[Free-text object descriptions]
◆ ◆ ◆ ◆ ◆

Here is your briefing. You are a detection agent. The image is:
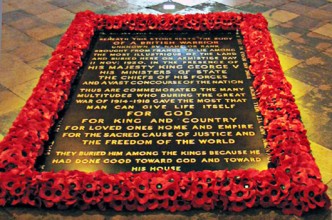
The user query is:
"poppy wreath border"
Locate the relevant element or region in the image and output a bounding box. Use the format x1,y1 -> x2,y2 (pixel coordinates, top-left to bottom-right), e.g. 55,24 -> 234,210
0,11 -> 330,216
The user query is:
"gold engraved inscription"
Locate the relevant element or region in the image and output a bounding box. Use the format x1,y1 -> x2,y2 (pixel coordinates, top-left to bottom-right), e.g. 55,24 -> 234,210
44,31 -> 268,173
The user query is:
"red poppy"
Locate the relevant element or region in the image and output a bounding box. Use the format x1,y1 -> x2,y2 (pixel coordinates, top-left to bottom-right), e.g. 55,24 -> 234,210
124,199 -> 138,211
8,182 -> 25,197
0,184 -> 7,206
137,202 -> 148,212
173,199 -> 192,211
76,198 -> 91,210
147,15 -> 158,30
280,200 -> 307,216
110,200 -> 124,211
39,186 -> 55,205
191,182 -> 211,208
0,11 -> 330,215
213,170 -> 227,191
178,173 -> 194,200
150,176 -> 170,199
83,190 -> 103,205
164,183 -> 179,201
82,175 -> 99,192
21,189 -> 39,207
229,201 -> 247,212
214,194 -> 229,211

◆ ◆ ◆ ◆ ◆

Work request. The records above are to be transcribed exactly, with every picture left out.

Answer section.
Here is your briefing. You are a detection agent. The image is:
The user query is:
"poppy wreath border"
Locate the relevant element or region in the image and output a bounding box. Use the format x1,y1 -> x2,y2 (pixel coordinates, top-left to bottom-right), e.g. 55,24 -> 234,210
0,11 -> 330,216
The user query is:
"gold engraved inscription"
Locate the relevant element or region in the image and output a bounding box. Use the format x1,y1 -> x2,y2 (pixel coordinates, top-left to bottom-right), e.g. 55,24 -> 234,210
44,31 -> 268,173
The user query is:
"red poppy"
Locate the relevant element or region in the image and output a bounding box. Use the format x1,y1 -> x2,y2 (pixel coordinates, top-left to bottom-right), e.g. 55,24 -> 234,210
124,199 -> 138,211
8,182 -> 25,197
0,184 -> 7,206
137,202 -> 148,212
173,199 -> 192,211
76,198 -> 91,210
147,15 -> 158,30
280,200 -> 307,216
110,200 -> 124,211
39,186 -> 55,205
191,182 -> 211,208
0,11 -> 330,215
213,170 -> 227,191
178,173 -> 194,200
150,176 -> 170,199
83,190 -> 103,205
164,183 -> 179,201
82,175 -> 99,192
21,189 -> 39,207
229,201 -> 247,212
214,194 -> 229,211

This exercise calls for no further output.